EXTRACTED TEXT =
::::::::::

I just wanted to share a bit about the effects of looking on my life. I was a devotee of Osho for thirty years and all of this experience was incredibly rich and life-affirming.

The looking for me seemed to be pretty obvious from the beginning, this sense of me just a little obscured by 'spritual ideas' of what I should look like. Anyway I always had a spiritual dialogue going on in my head Osho's words pointers to the truth, etc. going on and on... I must say although I do listen to John a lot he has really succeeded in not turning this into a teaching, I don't hear his voice in my head HA! or if I do it's "just look'. I am the only one who can do it.

The self-reliance thing just never seemed possible for me until recently. I feel as the looking has really taken over my life, as the fear of getting it wrong lessens I am feeling less and less at stake in anything I express or don't express. It's all just fine and such a relief to feel I tell the truth more.

Also about money, since I began pledging to this work I am amazed at the abundance in my life. I live on a small pension and recently my brother offered me an all expense paid trip to Florida. My daughter loves to spend time with me since I'm not trying to control her life and she's always offering me gifts and outings. I really feel this trust that all I need will be provided. Isn't money an energy and we need it to keep this alive and kicking?

Maureen

I love that feeling or sense of abundance when it comes my way. Gratitude is always right on its heels. Sometimes overwhelm is around the corner, but less so these days. My brother equates money with energy and says that what goes out comes in. You can read that to mean that the more that goes out, the more that comes in. I don't know about that, but I do know my relationship with money has softened. Money triggers, true, but the amperage is mild so that the disturbance is nothing compared to what it used to be. Years ago I turned the handling of our finances over to my wife, and that kept me at a greater distance. That would no longer be as helpful today as it was then, thanks in large part to the looking. And it's not that I'm more financially secure now than then, and it's not that I've gotten clearer about it or more balanced or understanding or anything whatsoever to do with what I think or the ideas and concepts I've developed. The looking has worked across the board in diminishing the drive to do something about any situation or set of circumstances for the sake of survival or need to satisfy any of my neurotic themes. Instead, I do because I do, and that's kind of the end to it. I'm still interested in why I do it, but mostly as a matter of curiousity or habit.

::::::::::

GIVEN DATA =
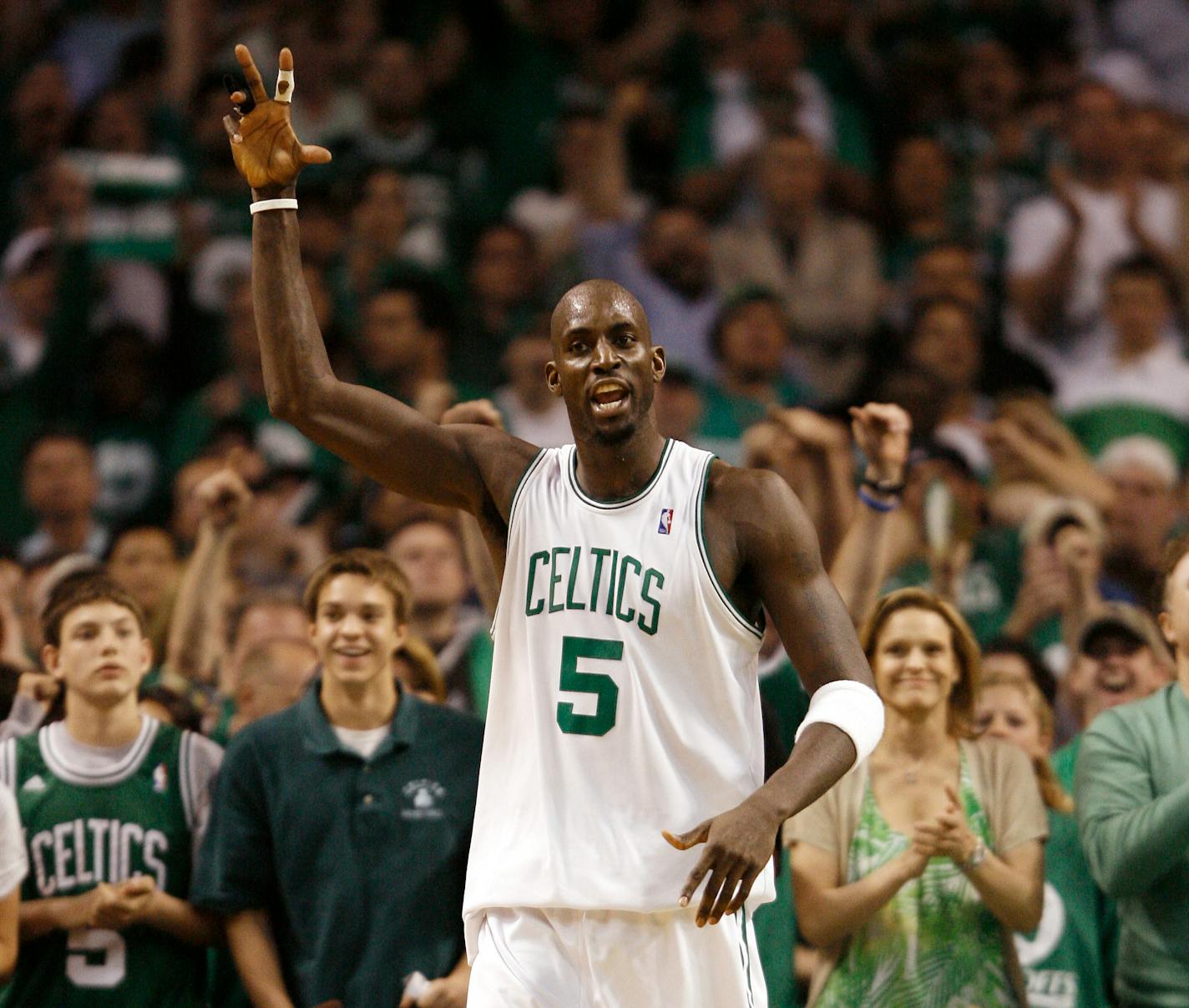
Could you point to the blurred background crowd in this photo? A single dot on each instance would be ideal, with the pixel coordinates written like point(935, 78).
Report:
point(975, 210)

::::::::::

PROBLEMS TO WORK ON =
a) Judge whether each statement below agrees with the text about the practice of looking. For each, answer yes or no and quote the deciding words. (i) The writer of the first part was a devotee of Osho for thirty years. (ii) The writer of the first part lives on a large pension. (iii) The writer of the second part says that money triggers no longer cause any disturbance.
b) From the text about the practice of looking, write out the stretch from "I just wanted" through "rich and life-affirming.".

RESPONSES TO THE EXERCISE =
a)
(i) Yes: "I was a devotee of Osho for thirty years"
(ii) No: "I live on a small pension"
(iii) No: "Money triggers, true, but the amperage is mild so that the disturbance is nothing compared to what it used to be."

b)
I just wanted to share a bit about the effects of looking on my life. I was a devotee of Osho for thirty years and all of this experience was incredibly rich and life-affirming.